● **OBJECTIVE 1**: List the dates of all the posts in the stump grinder thread.

● **SOURCE DOCUMENT**:
# Miller M50 Stump Grinder



## WayneB (Apr 14, 2007)

I just bought a Miller M50 PTO driven stump grinder. 24" grinder with 15 teeth in pockets. The teeth are near new. However when I did a few stumps, the grinder tended to want to gouge and whack big chunks and not shave. Could the teeth be timed wrong, that causes it not to shave and cut.

I have a portable RayCo with a 20 HP motor, 12 superteeth, and the Rayco cuts faster than the M50, The Rayco is shaving and cutting, whereas the Miller does not do the shave/cut effect.

Anyone with advice is appreciated.

Wayne


----------



## Dadatwins (Apr 15, 2007)

The wrong tooth setting will cause the wheel to buck and chunk out pieces of the stump. What type teeth does the miller have?


----------



## WayneB (Apr 17, 2007)

*Same as M50 OEM*

I checked the operators manual. The teeth are the same as should be there. I have spares. They are the angled teeth on 1/2" square bar that fit into pockets. The book has a drawing and guide for teeth installation.

I guess I need to mount the grinder on the tractor, lift it up and walk the teeth around the wheel and check against the drawings in the book.

A cursory look previously looked the same.  Will check again. Compare teeth type too. 

Wayne



Dadatwins said:


> The wrong tooth setting will cause the wheel to buck and chunk out pieces of the stump. What type teeth does the miller have?


----------



## Dadatwins (Apr 18, 2007)

● **DATA PROVIDED**:
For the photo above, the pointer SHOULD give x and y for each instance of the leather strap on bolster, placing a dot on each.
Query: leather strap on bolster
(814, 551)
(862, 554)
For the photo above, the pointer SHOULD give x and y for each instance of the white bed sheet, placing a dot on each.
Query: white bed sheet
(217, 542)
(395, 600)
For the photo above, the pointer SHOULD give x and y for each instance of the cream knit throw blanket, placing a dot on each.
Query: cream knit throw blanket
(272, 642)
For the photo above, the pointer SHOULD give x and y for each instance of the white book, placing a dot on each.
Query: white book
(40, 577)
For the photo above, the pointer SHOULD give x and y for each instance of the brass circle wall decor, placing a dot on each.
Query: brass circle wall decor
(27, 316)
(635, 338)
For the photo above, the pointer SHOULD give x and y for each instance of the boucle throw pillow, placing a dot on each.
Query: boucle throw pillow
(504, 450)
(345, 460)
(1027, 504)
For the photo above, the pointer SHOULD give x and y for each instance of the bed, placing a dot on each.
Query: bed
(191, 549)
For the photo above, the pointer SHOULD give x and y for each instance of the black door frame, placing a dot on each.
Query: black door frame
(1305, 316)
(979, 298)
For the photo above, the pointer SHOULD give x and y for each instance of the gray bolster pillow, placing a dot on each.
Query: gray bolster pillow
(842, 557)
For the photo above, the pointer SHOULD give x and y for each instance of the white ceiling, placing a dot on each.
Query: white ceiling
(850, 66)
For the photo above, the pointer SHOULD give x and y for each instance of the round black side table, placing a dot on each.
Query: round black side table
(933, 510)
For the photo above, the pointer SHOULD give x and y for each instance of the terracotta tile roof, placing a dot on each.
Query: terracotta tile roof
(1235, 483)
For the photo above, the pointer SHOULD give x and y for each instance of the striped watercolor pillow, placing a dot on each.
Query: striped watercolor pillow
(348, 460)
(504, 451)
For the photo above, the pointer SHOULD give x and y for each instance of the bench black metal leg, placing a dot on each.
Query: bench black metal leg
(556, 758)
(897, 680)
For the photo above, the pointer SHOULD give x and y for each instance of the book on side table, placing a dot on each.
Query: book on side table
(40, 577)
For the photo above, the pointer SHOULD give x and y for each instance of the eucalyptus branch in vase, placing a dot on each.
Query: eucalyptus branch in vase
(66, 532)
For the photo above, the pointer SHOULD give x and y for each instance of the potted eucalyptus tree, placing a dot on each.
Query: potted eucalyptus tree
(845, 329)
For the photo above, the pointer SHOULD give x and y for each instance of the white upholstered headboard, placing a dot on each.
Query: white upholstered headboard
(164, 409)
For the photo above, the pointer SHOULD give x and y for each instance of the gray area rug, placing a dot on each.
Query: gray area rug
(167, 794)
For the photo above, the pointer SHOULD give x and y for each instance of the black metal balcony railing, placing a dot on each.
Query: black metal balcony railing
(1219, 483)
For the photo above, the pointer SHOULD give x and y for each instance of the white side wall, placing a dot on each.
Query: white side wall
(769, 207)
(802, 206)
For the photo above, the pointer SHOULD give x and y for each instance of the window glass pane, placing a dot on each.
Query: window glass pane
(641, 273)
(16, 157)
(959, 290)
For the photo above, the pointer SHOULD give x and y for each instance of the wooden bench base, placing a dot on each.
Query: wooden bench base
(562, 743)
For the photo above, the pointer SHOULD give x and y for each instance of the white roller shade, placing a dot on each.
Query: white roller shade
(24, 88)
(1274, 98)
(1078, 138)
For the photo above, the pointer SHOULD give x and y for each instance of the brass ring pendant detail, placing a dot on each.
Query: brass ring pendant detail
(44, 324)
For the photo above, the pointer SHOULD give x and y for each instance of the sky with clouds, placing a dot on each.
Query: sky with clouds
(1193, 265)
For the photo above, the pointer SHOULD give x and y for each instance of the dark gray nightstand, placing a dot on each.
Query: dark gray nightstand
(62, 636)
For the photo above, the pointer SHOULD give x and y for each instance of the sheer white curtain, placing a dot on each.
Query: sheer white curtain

● **OBJECTIVE 2**: In the listing, take everything from the line containing "leg, placing a dot on each." down to the line containing "(1078, 138)", and change "eucalyptus" to "olive" wherever it occurs. Return only those lines, with nothing else altered.

● **EXERCISE SOLUTION 1**: Apr 14, 2007; Apr 15, 2007; Apr 17, 2007; Apr 18, 2007

● **EXERCISE SOLUTION 2**:
For the photo above, the pointer SHOULD give x and y for each instance of the bench black metal leg, placing a dot on each.
Query: bench black metal leg
(556, 758)
(897, 680)
For the photo above, the pointer SHOULD give x and y for each instance of the book on side table, placing a dot on each.
Query: book on side table
(40, 577)
For the photo above, the pointer SHOULD give x and y for each instance of the olive branch in vase, placing a dot on each.
Query: olive branch in vase
(66, 532)
For the photo above, the pointer SHOULD give x and y for each instance of the potted olive tree, placing a dot on each.
Query: potted olive tree
(845, 329)
For the photo above, the pointer SHOULD give x and y for each instance of the white upholstered headboard, placing a dot on each.
Query: white upholstered headboard
(164, 409)
For the photo above, the pointer SHOULD give x and y for each instance of the gray area rug, placing a dot on each.
Query: gray area rug
(167, 794)
For the photo above, the pointer SHOULD give x and y for each instance of the black metal balcony railing, placing a dot on each.
Query: black metal balcony railing
(1219, 483)
For the photo above, the pointer SHOULD give x and y for each instance of the white side wall, placing a dot on each.
Query: white side wall
(769, 207)
(802, 206)
For the photo above, the pointer SHOULD give x and y for each instance of the window glass pane, placing a dot on each.
Query: window glass pane
(641, 273)
(16, 157)
(959, 290)
For the photo above, the pointer SHOULD give x and y for each instance of the wooden bench base, placing a dot on each.
Query: wooden bench base
(562, 743)
For the photo above, the pointer SHOULD give x and y for each instance of the white roller shade, placing a dot on each.
Query: white roller shade
(24, 88)
(1274, 98)
(1078, 138)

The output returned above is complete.